ARTICLE –
◇ ◇ ◇

Bank Of New York Mellon: Buying At Buffett Prices

Summary
- BK continues to build its payment solutions and seeks to be a leading cryptocurrency custodian.
- Low funding costs, rate sensitivity may drive earnings, and returns on tangible equity are exceptional.
- Warren Buffett increased its BK stake by 52% in 2017 at 1.3x book value, shares now sell for only 1x book value.
- With a buyback program and shares selling for <10x earnings, double digit total returns look achievable.
Bank of New York Mellon Mario Tama/Getty Images News
The Bank of New York Mellon (NYSE:BK) is the largest custodian bank with $46.7 trillion in total assets and AUM of $2.4 trillion. The company also clears about $10 trillion of securities and processes over $2 trillion in payments per day. Finally, it manages $5 trillion in collateral worldwide, the largest operator in the space. BK operates three primary business lines, including securities services, market and wealth services, and investment and wealth management with the various segments detailed below:
BK Lines of Business (BNY Mellon)
For a more detailed breakdown of the products and services as well as the revenue types derived from each segment, you can view page 194 in the company's 2021 annual report financial section. Overall, the company is well-diversified, continues to transform its businesses with technology (e.g. 2021 expense growth will be 5.5%, along with continued investments in 2023 and 2024), as well as entrance into new business ventures.
According to the company's 2021 annual report, management continues to steadily expand its other business lines, including bill-pay solutions. According to their whitepaper, Innovation in Payments: Multiple Paths, One Destination, they believe that financial services firms should invest in a suite payment solutions:
Real-time payments, SWIFT gpi, SWIFT’s transaction manager, artificial intelligence, blockchain and digital currencies —to name just a few —are each providing banks with opportunities to make domestic and cross-border transactions faster, more frictionless, efficient, transparent and cost-effective.
In 2021, BK formed an enterprise Digital Asset unit to accelerate technology advancements in custody, administration, execution across asset classes, including cryptocurrencies. Currently, the cryptocurrency market has ballooned into a $2 trillion industry, and the financial services industry for the most part believes that cryptocurrency is here to stay and even more so blockchain technologies will shape the future. Ex-CEO of Goldman Sachs, Llyod Blankfein, gave a fair response regarding the crypto marketplace back in January when interviewing with CNBC:
"It’s lost a lot of value, but at a point where it’s trillions of dollars of value contributing to it and the whole ecosystem growing around it."
My sense is that cryptocurrency will become further entrenched in the global financial system and valuations will continue growing over the long term. BK made a direct investment in early 2021 in the cryptocurrency compliance software, Chainanalysis. Chainanalysis is reportedly growing revenue by more than 100% and recently completed a funding round that led to an $8 billion valuation. BK now using Chainanalysis software plans to launch its custody platform, further building upon its leading custody position globally.

◇ ◇ ◇

(Entries on locating named things)

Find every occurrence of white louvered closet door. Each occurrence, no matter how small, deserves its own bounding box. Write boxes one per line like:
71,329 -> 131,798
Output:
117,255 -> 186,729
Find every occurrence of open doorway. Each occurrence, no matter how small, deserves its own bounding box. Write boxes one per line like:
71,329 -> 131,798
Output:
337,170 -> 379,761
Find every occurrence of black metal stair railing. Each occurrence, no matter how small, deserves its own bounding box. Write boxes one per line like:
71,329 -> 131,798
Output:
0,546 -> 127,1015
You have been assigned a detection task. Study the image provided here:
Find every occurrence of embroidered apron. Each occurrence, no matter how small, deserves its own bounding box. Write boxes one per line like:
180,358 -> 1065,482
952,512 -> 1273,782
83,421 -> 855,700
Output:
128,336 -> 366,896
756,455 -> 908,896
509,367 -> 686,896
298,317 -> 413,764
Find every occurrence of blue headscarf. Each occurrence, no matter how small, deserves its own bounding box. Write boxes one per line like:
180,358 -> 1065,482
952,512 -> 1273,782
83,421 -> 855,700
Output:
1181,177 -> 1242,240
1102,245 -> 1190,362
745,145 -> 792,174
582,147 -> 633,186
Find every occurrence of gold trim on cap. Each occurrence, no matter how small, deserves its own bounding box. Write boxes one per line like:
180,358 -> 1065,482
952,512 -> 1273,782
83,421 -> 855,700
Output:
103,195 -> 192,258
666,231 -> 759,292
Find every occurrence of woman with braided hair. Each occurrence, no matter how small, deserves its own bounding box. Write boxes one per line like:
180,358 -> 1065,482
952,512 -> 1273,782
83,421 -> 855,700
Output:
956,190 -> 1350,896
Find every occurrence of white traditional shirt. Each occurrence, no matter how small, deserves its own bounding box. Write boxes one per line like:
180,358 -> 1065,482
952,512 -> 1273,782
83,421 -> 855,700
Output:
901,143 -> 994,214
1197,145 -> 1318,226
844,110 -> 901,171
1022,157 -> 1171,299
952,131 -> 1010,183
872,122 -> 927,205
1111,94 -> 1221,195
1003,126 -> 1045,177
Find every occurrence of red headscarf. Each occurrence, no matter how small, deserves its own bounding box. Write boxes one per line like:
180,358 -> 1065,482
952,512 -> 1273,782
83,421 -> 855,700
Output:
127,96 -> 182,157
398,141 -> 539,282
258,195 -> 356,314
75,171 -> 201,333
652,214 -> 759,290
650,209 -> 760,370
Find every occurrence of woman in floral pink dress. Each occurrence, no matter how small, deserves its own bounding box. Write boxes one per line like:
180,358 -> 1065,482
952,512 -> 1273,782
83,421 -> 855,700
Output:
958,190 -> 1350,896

◇ ◇ ◇

EXERCISE BRIEF – Reproduce the BNY Mellon article from "For a more detailed" to "new business ventures." word for word.

THE OUTPUT –
For a more detailed breakdown of the products and services as well as the revenue types derived from each segment, you can view page 194 in the company's 2021 annual report financial section. Overall, the company is well-diversified, continues to transform its businesses with technology (e.g. 2021 expense growth will be 5.5%, along with continued investments in 2023 and 2024), as well as entrance into new business ventures.